> _Aufgabenstellung 1_: Übernehmen Sie die Datensätze Zeile für Zeile unverändert, beginnend mit ihrer ersten Zeile bis einschließlich der Zeile, die „[(129, 95), (191, 100)]“ enthält.

> _Textausschnitt_:
WAHLEN - Am 11. März verstarb Berkin Elvan nach 269 Tagen im Koma. Der Tod des 15-jährigen Jungen als vorläufig letztes Opfer der Gezi-Park-Bewegung, rief einmal mehr die kämpferischen Bilder des vergangenen Jahres in Erinnerung. Wir schauen, was aus dieser Bewegung geworden ist und wie die Konterrevolution an der Machterhaltung arbeitet.


(agkkzh) Der türkische Premierminister und AKP-Parteivorsitzende Tayyip Erdogan tritt derzeit von Skandal zu Skandal. Jüngst wurde über ein veröffentlichtes Telefonat bekannt, dass Erdogan über seinen Sohn immense Bargeldbeträge wegschaffen liess. Wenige Wochen später trat in einem erneuten Telefonausschnitt zu Tage, dass Erdogan sich mit dem Geheimdienst über die Planung eines Angriffes auf Syrien unterhielt. Der Premierminister reagiert zunehmend irrational auf solche Vorwürfe und liess aufgrund von neuen Gesetzen postwendend die Internetdienste Twitter und Youtube vom Netz nehmen. Trotz solcher Schnellschüsse darf nicht vergessen werden, dass Erdogan und dessen AKP noch immer auf eine grosse Basis zurückgreifen können. Der religiöse und nationalistische Teil des Proletariats und die vom Klientelismus profitierenden Schichten innerhalb der Arbeiteraristokratie und des Kleinbürgertums zögern trotz oder gerade wegen der reaktionären Mobilmachung noch immer keine Sekunde daran Erdogan auch weiterhin die Treue zu halten. Dass Erdogan und die AKP auch in den aktuellen Kommunalwahlen ihre Macht sichern, teilweise gar ausbauen konnten, zeugt ebenfalls von dieser tiefen Verankerung.


12 Jahre AKP Herrschaft

Das Kapital ist auch in der Türkei stark mit der politischen Macht verbandelt. Besonders anschaulich zeigt sich dies in der durch die Regierung vollzogenen "Urbanen Transformation". Unter dem Deckmantel der städtischen Entwicklung vollzieht sich in den türkischen Städten eine gnadenlose Gentrifikation. Nicht nur Grünflächen, wie der Gezi-Park, müssen neuen Shoppingzentren weichen, auch ganze Stadteile, wie zum Beispiel das historische Roma-Quartier "Sulukule" im historischen Zentrum Istanbuls, werden zu Spekulationsobjekten. Aufgrund von oftmals unsicheren Eigentumsverhältnissen werden Leute, die noch vor wenigen Jahren in die grossen Städte getrieben wurden, verjagt, um Investitionsfläche frei zu machen oder auch nur um mit dem Bauland selbst zu spekulieren. Erdogan setzt sich mit solchen Projekten nicht nur selbst ein Denkmal, sondern ermöglicht mit der Deregulierung des Immobilienmarktes auch, dass sich die befreundeten Unternehmer masslos am Umbau der Städte bereichern können. Bestes Beispiel: Die Unternehmergruppe um AKP-Freund Ali Agaoglu. Dank Erdogan kann Agaoglu heute nicht nur 17 Luxusautos in seiner Garage versammeln, sondern zählt durch den Bauboom mit einem Vermögen von rund 2 Mrd. Dollar auch zu den reichsten Türken. Dass dafür tausende BewohnerInnen noch weiter in die Aussenquartiere vertrieben wurden, spielt für die Herrschenden keine Rolle. Erdogan, das ist schliesslich doch nichts anderes als die neoliberale Variante des modernen Staatsmannes, aus geographischen Umständen für einmal im grünen Kostüm gekleidet.

> _Aufgabenstellung 2_: Schreiben Sie den Artikel über die AKP-Herrschaft in der Türkei im Anschluss an seinen letzten Satz weiter.

> _Vorliegende Datensätze_:
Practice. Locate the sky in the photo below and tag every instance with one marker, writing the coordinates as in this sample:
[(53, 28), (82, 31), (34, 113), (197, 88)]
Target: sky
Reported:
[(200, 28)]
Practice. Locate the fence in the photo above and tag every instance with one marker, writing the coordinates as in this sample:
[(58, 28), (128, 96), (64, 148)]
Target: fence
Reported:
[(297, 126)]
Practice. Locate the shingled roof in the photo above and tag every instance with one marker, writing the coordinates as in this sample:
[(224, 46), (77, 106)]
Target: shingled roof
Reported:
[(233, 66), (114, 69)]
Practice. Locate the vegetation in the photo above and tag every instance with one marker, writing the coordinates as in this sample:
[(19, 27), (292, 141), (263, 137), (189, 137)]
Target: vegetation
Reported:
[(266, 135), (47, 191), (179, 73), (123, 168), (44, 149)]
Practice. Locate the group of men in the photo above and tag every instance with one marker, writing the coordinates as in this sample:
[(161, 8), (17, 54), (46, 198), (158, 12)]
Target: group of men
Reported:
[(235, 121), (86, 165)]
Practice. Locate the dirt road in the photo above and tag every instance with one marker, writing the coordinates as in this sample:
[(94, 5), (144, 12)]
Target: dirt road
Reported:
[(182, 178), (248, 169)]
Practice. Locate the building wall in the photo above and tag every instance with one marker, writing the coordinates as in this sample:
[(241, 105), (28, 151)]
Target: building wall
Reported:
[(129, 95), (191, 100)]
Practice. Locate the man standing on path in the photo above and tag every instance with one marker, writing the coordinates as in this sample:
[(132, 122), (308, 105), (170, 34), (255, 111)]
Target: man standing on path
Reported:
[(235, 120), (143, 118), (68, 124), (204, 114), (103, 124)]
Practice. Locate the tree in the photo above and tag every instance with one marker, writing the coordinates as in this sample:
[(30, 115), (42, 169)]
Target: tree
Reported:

> _Endergebnis 1_:
Practice. Locate the sky in the photo below and tag every instance with one marker, writing the coordinates as in this sample:
[(53, 28), (82, 31), (34, 113), (197, 88)]
Target: sky
Reported:
[(200, 28)]
Practice. Locate the fence in the photo above and tag every instance with one marker, writing the coordinates as in this sample:
[(58, 28), (128, 96), (64, 148)]
Target: fence
Reported:
[(297, 126)]
Practice. Locate the shingled roof in the photo above and tag every instance with one marker, writing the coordinates as in this sample:
[(224, 46), (77, 106)]
Target: shingled roof
Reported:
[(233, 66), (114, 69)]
Practice. Locate the vegetation in the photo above and tag every instance with one marker, writing the coordinates as in this sample:
[(19, 27), (292, 141), (263, 137), (189, 137)]
Target: vegetation
Reported:
[(266, 135), (47, 191), (179, 73), (123, 168), (44, 149)]
Practice. Locate the group of men in the photo above and tag every instance with one marker, writing the coordinates as in this sample:
[(161, 8), (17, 54), (46, 198), (158, 12)]
Target: group of men
Reported:
[(235, 121), (86, 165)]
Practice. Locate the dirt road in the photo above and tag every instance with one marker, writing the coordinates as in this sample:
[(94, 5), (144, 12)]
Target: dirt road
Reported:
[(182, 178), (248, 169)]
Practice. Locate the building wall in the photo above and tag every instance with one marker, writing the coordinates as in this sample:
[(241, 105), (28, 151)]
Target: building wall
Reported:
[(129, 95), (191, 100)]

> _Endergebnis 2_:
Bürgerlicher Machtkampf

Doch die herrschende Klasse ist kein Einheitsbrei. Verschiedene Profiteure streiten sich um den türkischen Markt und Erdogan schaffte sich durch seine Positionierungen und Auswechslungen der kemalistischen Elite in den vergangenen Jahren nicht nur Freunde. Ein mancher wünscht sich für sein investiertes Kapital lieber mehr politische Ruhe und weniger Kopftuchdebatte. Und so geschah es, dass der Premierminister, trotz Grössenwahn, auch in der herrschenden Klasse nicht mehr widerspruchsfrei walten kann. Sowohl sein Intimfeind, der in den USA lebende Geistliche Fethullah Gülen, als auch Präsident und Parteikollege Abdullah Gül, haben sich in letzter Zeit immer wieder gegen Erdogan ausgesprochen. Wie scheinheilig eine solche innerherrschaftliche Debatte ist, zeigt sich besonders in der Auseinandersetzung mit der mächtigen Gülen-Bewegung. In Sachen autoritärer und reaktionärer Politik steht Gülen Erdogan in nichts nach. Gülen betreibt rund 25 Radiostationen, einen TV-Kanal, eine Tageszeitung und etliche weitere Publikationsorgane, welche tagein tagaus eine gehörige Portion reaktionärer Gesellschaftsideologie predigen. Daneben soll Gülen mehr als 1000 Privatschulen im In- und Ausland geschaffen haben. Dadurch kann der Prediger heute auf eine gewichtige Anzahl loyaler Mitstreiter im Staatsbetrieb und anderen Institutionen zurückgreifen. Gülen ist aber nicht nur Ideologe, sondern auch Vertreter des Kapitals. So soll der eng mit der Gülen-Bewegung verbundene Nurcu-Orden für gut die Hälfte des "grünen Kapitals" verantwortlich sein. Was sich real um Investitionen, Anlagen und Produktionsmittel im Wert von rund 25 Milliarden US-Dollar handeln soll. Gülen, der ebenso wie Erdogan für die neoliberale Verbindung von Kapitalinteressen mit religiös-ideologischen Legitimationsmuster steht, kann keine fortschrittliche Alternative darstellen. Und doch scheint es angesichts der aktuellen Kräfteverhältnisse ein realistisches Szenario zu sein, dass Erdogan bald schon durch eine neue Marionette des Kapitals ersetzt werden wird.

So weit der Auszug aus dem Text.